EXERCISE AIM: Extract each line in the records below that contains the word "yellow", treating uppercase and lowercase letters as different.

Position identification records
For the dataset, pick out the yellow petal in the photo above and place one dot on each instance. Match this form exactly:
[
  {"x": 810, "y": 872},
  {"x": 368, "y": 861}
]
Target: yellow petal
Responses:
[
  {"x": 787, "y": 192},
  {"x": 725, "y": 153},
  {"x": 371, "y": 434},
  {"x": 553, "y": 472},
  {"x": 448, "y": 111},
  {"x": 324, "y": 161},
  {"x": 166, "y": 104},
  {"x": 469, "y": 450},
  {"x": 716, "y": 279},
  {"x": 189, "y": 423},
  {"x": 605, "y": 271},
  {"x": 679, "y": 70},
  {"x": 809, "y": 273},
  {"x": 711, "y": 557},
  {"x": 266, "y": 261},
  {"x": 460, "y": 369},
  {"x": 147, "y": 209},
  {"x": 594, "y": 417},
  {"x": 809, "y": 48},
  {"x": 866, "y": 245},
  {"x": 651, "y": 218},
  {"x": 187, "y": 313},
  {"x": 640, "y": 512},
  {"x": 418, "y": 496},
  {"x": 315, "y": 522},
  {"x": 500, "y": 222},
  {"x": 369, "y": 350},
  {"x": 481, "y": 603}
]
---
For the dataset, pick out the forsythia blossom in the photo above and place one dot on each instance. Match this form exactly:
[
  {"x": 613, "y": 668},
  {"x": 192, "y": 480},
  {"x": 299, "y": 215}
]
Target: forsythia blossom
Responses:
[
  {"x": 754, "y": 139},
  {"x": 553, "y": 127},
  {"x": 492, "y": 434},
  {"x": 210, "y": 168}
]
==
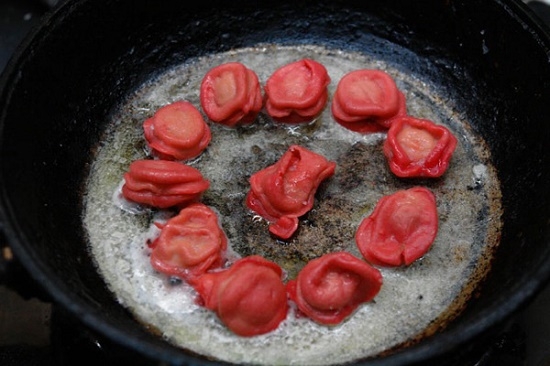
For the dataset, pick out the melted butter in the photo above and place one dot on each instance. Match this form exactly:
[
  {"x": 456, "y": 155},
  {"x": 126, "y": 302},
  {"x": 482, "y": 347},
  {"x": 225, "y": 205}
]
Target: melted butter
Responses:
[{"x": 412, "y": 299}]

OUTPUT FOR THIS EXERCISE:
For the dataset, pick out the yellow petal in the photo above and place one dot on each instance. Match this form exactly:
Target: yellow petal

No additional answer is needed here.